- _DO THIS_: Omit every picture while repeating the entries exactly.

- _LISTED RECORDS_:
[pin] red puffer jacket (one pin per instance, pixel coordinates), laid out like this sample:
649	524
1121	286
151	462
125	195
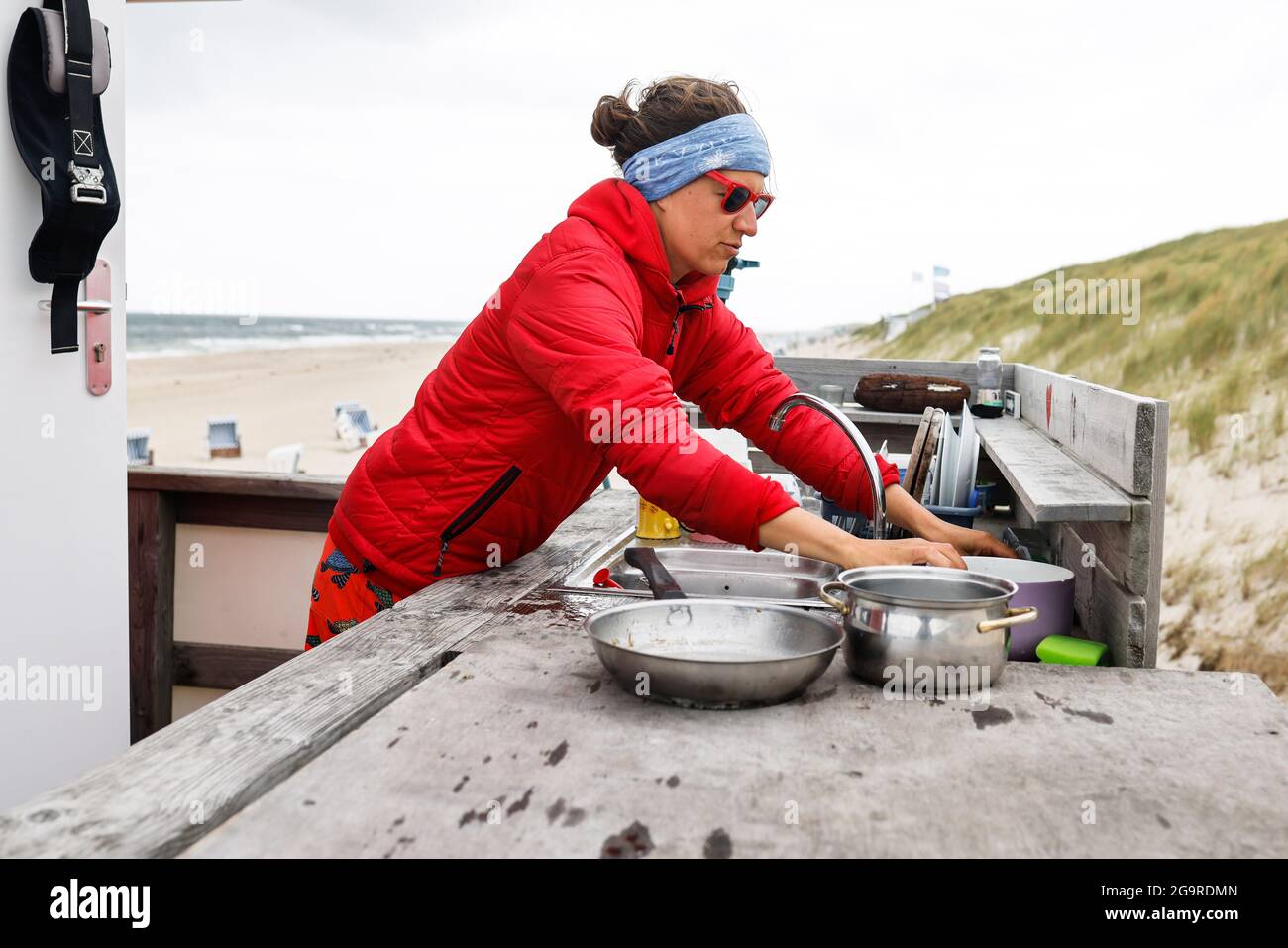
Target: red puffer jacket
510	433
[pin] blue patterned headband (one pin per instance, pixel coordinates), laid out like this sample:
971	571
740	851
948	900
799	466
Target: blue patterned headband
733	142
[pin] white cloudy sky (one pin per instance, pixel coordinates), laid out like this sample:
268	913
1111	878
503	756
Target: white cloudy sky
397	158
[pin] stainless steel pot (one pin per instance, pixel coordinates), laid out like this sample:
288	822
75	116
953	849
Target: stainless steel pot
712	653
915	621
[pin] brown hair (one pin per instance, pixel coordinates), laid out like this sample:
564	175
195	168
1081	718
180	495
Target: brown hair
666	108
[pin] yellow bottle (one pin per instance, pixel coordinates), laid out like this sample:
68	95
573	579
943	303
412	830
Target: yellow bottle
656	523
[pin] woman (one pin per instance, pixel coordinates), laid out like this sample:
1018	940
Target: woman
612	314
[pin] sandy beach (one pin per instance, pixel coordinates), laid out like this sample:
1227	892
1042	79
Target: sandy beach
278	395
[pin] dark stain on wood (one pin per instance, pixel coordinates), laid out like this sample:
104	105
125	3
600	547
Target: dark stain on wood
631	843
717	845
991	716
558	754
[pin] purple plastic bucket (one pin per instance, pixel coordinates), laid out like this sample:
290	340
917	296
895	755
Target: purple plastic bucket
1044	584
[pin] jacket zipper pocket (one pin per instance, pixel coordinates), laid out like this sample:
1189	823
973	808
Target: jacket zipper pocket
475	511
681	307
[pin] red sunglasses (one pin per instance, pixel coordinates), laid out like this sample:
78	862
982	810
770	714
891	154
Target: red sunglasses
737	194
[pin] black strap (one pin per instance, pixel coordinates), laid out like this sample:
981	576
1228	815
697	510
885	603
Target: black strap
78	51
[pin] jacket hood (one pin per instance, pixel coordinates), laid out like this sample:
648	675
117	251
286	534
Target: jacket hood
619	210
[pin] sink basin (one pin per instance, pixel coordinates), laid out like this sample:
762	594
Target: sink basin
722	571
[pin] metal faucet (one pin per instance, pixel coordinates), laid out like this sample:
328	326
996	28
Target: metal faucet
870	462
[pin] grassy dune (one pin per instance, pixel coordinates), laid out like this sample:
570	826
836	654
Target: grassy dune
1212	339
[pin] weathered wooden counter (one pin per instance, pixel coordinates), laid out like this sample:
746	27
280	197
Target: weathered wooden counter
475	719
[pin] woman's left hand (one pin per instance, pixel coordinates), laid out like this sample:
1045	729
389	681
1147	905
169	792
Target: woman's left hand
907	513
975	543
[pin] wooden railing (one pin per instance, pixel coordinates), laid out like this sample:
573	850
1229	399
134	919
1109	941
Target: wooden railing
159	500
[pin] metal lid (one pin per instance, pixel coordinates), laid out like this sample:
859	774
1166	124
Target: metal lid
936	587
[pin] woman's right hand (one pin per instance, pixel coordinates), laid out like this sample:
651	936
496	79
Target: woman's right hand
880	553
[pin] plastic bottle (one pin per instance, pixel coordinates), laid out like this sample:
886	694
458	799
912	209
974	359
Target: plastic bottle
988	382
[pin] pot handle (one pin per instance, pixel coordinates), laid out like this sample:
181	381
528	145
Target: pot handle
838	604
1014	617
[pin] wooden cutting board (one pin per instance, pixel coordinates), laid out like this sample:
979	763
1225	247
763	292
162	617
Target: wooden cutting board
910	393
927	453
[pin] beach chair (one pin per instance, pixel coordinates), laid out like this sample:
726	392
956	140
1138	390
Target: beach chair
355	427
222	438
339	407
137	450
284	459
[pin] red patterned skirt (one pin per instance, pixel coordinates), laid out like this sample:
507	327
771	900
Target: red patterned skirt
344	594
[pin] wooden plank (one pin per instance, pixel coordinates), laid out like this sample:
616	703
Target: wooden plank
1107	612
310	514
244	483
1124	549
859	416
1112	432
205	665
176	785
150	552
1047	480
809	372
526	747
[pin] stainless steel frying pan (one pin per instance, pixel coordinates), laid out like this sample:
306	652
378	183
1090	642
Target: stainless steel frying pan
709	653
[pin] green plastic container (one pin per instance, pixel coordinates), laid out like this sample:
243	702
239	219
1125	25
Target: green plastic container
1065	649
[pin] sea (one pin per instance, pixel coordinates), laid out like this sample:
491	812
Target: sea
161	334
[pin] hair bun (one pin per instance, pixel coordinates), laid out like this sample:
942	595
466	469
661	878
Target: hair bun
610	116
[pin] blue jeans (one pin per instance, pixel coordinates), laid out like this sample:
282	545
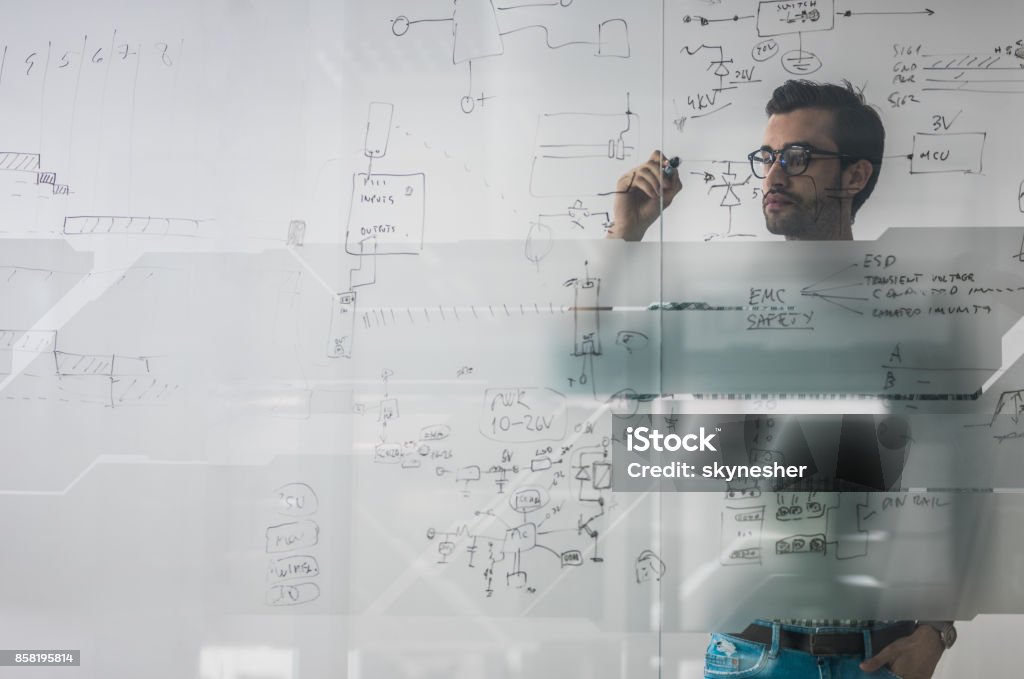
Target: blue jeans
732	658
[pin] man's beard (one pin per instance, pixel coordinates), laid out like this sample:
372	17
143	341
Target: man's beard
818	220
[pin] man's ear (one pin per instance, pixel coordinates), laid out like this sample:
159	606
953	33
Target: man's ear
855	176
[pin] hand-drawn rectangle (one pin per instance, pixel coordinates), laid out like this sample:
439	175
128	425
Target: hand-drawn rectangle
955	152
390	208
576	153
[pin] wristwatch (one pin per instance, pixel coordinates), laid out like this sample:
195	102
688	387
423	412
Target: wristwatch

- _EXERCISE OUTPUT_:
[pin] red puffer jacket (one pin per instance, pixel coordinates), laid out like this sample:
649	524
1121	286
151	462
125	195
Target: red puffer jacket
510	433
[pin] blue patterned headband (one pin per instance, pixel coordinates), laid out like this sample:
971	571
740	851
948	900
799	466
Target: blue patterned headband
733	142
[pin] white cloudy sky (one pin per instance, pixel coordinates), laid out like this sample:
268	913
1111	878
503	756
Target: white cloudy sky
397	158
[pin] stainless steel pot (one pin per instance, pixel coordinates), laid out like this sample:
288	822
75	116
953	849
Target: stainless steel pot
712	653
915	621
[pin] brown hair (one pin per instance, pixel coordinates), laid out like this sample:
564	175
195	168
1081	718
180	495
Target: brown hair
666	108
[pin] yellow bottle (one pin per instance, pixel coordinates), laid out like this sample:
68	95
573	579
943	303
412	830
Target: yellow bottle
656	523
[pin] woman (one pin per instance, pixel coordinates), laid out like this sample:
1018	940
Target: woman
612	314
[pin] sandy beach (one pin per instance, pixel coordinates), laid out like this sample:
1227	892
1042	79
Target: sandy beach
278	395
[pin] dark stain on wood (one pin per instance, pixel coordinates), laid out like this sample:
104	105
125	3
600	547
Target: dark stain on wood
631	843
717	845
991	716
558	754
[pin] purple plastic bucket (one pin per instance, pixel coordinates), laid out like this sample:
290	340
917	296
895	755
Target: purple plastic bucket
1044	584
[pin] jacket zipper pocket (one pin per instance, pixel coordinates), laid out like this sample:
1189	823
973	808
Target: jacket zipper pocket
475	511
681	307
[pin] red sunglasses (one pin per instance, pixel coordinates), laid out like this sample:
78	862
982	810
770	714
891	154
Target: red sunglasses
737	194
[pin] black strap (one pin per instance, pixel coordinates), laid out like this sample:
981	576
1228	815
697	510
885	603
Target: black strap
78	51
[pin] jacket hood (one pin per instance, pixel coordinates), laid out like this sample:
648	675
117	251
286	534
Target: jacket hood
619	210
[pin] sink basin (one pin per instance, pixel coordinates), laid out like this sample:
762	594
Target: sink basin
722	571
[pin] metal faucet (one pin per instance, pixel coordinates), laid out like this sample:
328	326
996	28
Target: metal faucet
870	462
[pin] grassy dune (one pin per instance, pixel coordinates), laid out like this sample:
570	826
836	654
Target: grassy dune
1212	339
[pin] weathered wooden counter (one pin per instance, pixel coordinates), laid out like this sample:
746	27
280	197
Target: weathered wooden counter
475	719
[pin] woman's left hand (one pin per instance, pixel coordinates), laid out like this sample:
1045	729
389	681
1147	905
169	792
Target: woman's left hand
907	513
975	543
[pin] wooden railing (one pin per instance, pixel coordinates), laid out like this sample:
573	850
1229	399
134	919
1109	941
Target: wooden railing
159	500
[pin] metal lid (one pin per instance, pixel coordinates), laid out like this sample:
859	774
1166	124
Target: metal lid
936	587
[pin] woman's right hand (one pin per instance, pixel coordinates), laid out like this sample:
651	936
496	79
Target: woman's right hand
880	553
[pin] plastic bottle (one pin per instance, pixel coordinates), laid out like this sample:
886	694
458	799
912	209
974	359
Target: plastic bottle
988	382
[pin] pot handle (one pin per instance, pixel coordinates), laid out like this sample:
181	381
528	145
Target: pot handle
838	604
1014	617
[pin] wooden cutting board (one pin per instance, pixel coordinates), laid out like this sample:
979	763
1225	247
763	292
162	617
Target: wooden cutting board
910	393
927	453
[pin] beach chair (one pin per instance, pixel coordinates), laid out like this sample:
726	392
956	140
1138	390
Target: beach chair
355	427
222	438
339	407
137	450
284	459
[pin] red patterned skirt (one pin per instance, pixel coordinates), laid out like this sample:
507	327
771	900
Target: red patterned skirt
344	594
[pin] wooden plank (one pin per instance, pixel coordinates), laid out like this sample:
616	703
Target: wooden plank
1107	612
310	514
244	483
1124	549
859	416
1112	432
205	665
176	785
150	552
1047	480
809	372
526	747
[pin] stainless steel frying pan (one pin per instance, pixel coordinates), laid out like this sample:
306	652
378	183
1090	642
Target: stainless steel frying pan
709	653
[pin] green plastic container (one pin per instance, pixel coordinates), laid out like this sample:
243	702
239	219
1125	25
Target: green plastic container
1065	649
[pin] sea (one pin per instance, pixel coordinates), laid out like this sample:
491	812
Target: sea
161	334
[pin] hair bun (one pin per instance, pixel coordinates), laid out like this sample:
942	595
466	469
661	878
Target: hair bun
610	116
[pin] blue jeans (one pin per instance, pixel coordinates), laid out like this sample:
282	545
Target: blue jeans
732	658
[pin] man's beard (one pin per instance, pixel coordinates), laid out like this sample:
372	17
143	341
Target: man's beard
818	220
[pin] man's ear (one pin per instance, pixel coordinates), laid out like this sample:
159	606
953	33
Target: man's ear
855	176
[pin] hand-drawn rectangle (one pin per instance, pixel coordinates), laid out like this sample:
439	175
128	425
Target: hand-drawn rectangle
955	152
390	208
576	153
[pin] wristwatch (one pin per instance, pixel coordinates), laid out like this sample:
195	102
688	387
423	412
Target: wristwatch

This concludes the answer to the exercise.